● **Short problem**
Rewrite the entries as a numbered list, starting at the line that contains "Each instance of the snow" and running through the last line of the entries, both ends included. Omit blank lines and leave the pictures out of the list.

● **Dataset content**
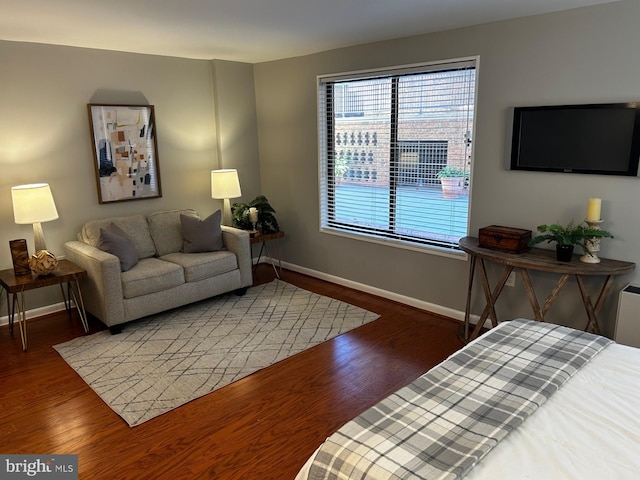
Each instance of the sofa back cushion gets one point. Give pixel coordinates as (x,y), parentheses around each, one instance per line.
(135,226)
(166,230)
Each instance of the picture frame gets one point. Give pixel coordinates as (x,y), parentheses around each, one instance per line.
(125,152)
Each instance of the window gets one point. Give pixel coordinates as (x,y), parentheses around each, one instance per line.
(384,136)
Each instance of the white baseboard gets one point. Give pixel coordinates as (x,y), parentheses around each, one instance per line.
(36,312)
(414,302)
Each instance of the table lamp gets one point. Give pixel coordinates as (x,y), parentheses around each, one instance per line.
(225,185)
(34,204)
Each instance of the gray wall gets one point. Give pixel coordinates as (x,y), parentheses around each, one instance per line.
(45,137)
(587,55)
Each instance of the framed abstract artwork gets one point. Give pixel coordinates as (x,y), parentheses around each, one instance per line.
(125,152)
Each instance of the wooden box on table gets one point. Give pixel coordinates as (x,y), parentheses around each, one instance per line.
(504,239)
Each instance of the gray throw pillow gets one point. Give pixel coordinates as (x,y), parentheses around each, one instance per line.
(116,242)
(201,235)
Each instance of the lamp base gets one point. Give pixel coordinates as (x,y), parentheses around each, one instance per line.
(226,213)
(43,263)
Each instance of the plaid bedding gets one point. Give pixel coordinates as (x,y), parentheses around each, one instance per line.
(442,424)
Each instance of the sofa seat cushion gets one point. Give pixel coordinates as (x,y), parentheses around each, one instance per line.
(198,266)
(135,226)
(151,275)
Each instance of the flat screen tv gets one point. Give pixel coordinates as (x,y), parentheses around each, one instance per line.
(600,139)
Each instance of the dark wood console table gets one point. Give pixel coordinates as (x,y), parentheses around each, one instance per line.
(541,260)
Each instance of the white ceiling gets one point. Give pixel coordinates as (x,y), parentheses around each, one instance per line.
(248,30)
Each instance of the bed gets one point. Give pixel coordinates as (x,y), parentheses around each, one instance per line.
(584,425)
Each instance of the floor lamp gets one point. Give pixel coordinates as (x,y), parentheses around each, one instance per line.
(225,185)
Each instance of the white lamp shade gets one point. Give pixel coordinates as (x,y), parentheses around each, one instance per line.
(225,184)
(33,203)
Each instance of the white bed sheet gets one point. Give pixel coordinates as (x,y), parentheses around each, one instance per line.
(588,430)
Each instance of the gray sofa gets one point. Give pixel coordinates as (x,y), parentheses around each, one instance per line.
(164,277)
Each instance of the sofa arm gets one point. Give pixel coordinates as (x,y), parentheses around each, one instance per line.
(237,241)
(102,291)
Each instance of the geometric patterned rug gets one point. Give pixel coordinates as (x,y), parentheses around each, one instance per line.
(166,360)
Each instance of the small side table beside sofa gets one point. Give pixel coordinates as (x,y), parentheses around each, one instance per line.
(16,285)
(263,239)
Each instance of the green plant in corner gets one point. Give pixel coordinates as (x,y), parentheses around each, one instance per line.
(570,234)
(267,222)
(452,172)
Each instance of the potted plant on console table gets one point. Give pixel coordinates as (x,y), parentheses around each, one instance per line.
(453,181)
(567,236)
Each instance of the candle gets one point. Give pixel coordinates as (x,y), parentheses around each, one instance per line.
(593,209)
(253,215)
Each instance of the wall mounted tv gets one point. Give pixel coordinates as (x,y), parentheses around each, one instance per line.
(599,138)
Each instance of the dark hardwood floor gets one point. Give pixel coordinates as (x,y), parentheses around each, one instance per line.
(262,427)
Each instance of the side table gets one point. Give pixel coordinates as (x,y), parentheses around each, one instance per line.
(263,239)
(65,272)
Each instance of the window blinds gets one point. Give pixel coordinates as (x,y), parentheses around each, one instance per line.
(383,138)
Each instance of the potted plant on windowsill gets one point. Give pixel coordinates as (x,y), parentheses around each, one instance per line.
(452,180)
(266,223)
(567,236)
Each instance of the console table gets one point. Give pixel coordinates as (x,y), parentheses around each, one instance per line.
(16,285)
(541,260)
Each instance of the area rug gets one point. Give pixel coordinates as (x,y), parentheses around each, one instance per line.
(166,360)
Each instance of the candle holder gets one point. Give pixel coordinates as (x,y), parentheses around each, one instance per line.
(591,245)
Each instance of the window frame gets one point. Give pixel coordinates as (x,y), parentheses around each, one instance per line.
(326,130)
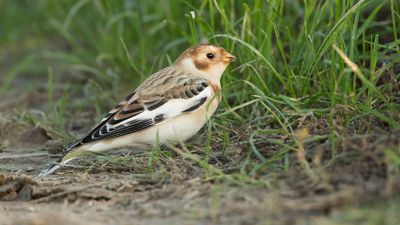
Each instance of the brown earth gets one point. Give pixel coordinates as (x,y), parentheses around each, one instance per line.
(124,191)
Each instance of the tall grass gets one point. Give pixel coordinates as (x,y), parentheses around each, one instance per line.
(299,62)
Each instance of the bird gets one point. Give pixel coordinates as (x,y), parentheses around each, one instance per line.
(171,105)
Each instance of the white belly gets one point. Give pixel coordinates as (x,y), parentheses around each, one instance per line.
(176,129)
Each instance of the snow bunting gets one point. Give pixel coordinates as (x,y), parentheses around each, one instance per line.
(169,106)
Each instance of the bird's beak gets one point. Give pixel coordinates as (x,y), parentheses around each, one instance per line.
(229,58)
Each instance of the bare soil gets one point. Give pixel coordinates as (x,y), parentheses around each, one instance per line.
(125,193)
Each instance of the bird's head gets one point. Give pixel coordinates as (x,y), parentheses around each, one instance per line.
(207,60)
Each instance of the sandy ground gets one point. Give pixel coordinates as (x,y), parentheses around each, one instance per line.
(115,193)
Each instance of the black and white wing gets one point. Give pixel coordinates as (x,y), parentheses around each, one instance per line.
(140,111)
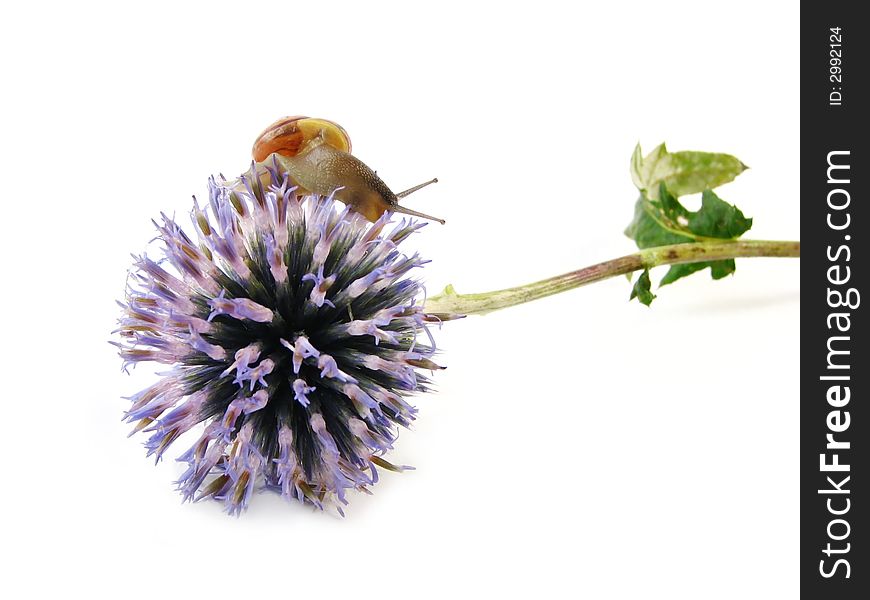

● **Exercise result**
1. Each instance of the snow bunting gets one point. Give pixel coordinates as (x,y), parentheses around each, one instance per line.
2. (169,106)
3. Each instance of the bird's beak gets one point. Give pixel coordinates as (x,y), parentheses around each, one instance per line.
4. (229,58)
5. Each instance of the bare soil gets one point. Give pixel coordinates as (x,y), parentheses around each, one instance per line.
6. (125,193)
7. Each instance of the bird's head gets one point. Give pixel coordinates as (x,y), parentheses around each, one instance per line.
8. (207,60)
9. Each instance of the sandy ground gets one point. Give pixel coordinates as (x,y), parentheses around each, one instance per line.
10. (115,193)
11. Each instance of the black and white wing gets one point. Give pixel coordinates as (x,y), parentheses around each, one instance per line.
12. (140,111)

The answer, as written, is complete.